The task —
Echo each of the following items back verbatim.

Input material —
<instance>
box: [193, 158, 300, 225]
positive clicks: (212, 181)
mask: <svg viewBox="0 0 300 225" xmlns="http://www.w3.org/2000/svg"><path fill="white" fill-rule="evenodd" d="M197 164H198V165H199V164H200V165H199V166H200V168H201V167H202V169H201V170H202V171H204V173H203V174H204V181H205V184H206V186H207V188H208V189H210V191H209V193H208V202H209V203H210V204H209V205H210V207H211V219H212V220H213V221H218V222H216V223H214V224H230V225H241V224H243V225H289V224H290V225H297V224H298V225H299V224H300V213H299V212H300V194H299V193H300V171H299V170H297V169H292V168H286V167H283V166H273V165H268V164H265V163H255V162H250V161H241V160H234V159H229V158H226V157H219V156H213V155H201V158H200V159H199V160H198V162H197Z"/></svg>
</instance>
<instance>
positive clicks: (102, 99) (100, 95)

Response —
<instance>
box: [193, 158, 300, 225]
positive clicks: (212, 181)
mask: <svg viewBox="0 0 300 225" xmlns="http://www.w3.org/2000/svg"><path fill="white" fill-rule="evenodd" d="M197 164H198V165H199V164H200V165H199V166H200V168H201V167H202V169H201V170H202V171H204V173H203V174H204V181H205V184H206V186H207V188H208V189H210V191H209V193H208V202H209V203H210V204H209V205H210V207H211V219H212V220H213V221H218V222H216V223H214V224H230V225H241V224H243V225H289V224H290V225H297V224H298V225H299V224H300V213H299V212H300V194H299V193H300V171H299V170H297V169H292V168H286V167H283V166H273V165H268V164H265V163H255V162H250V161H241V160H234V159H229V158H226V157H219V156H213V155H201V158H200V159H199V160H198V162H197Z"/></svg>
</instance>
<instance>
positive clicks: (102, 99) (100, 95)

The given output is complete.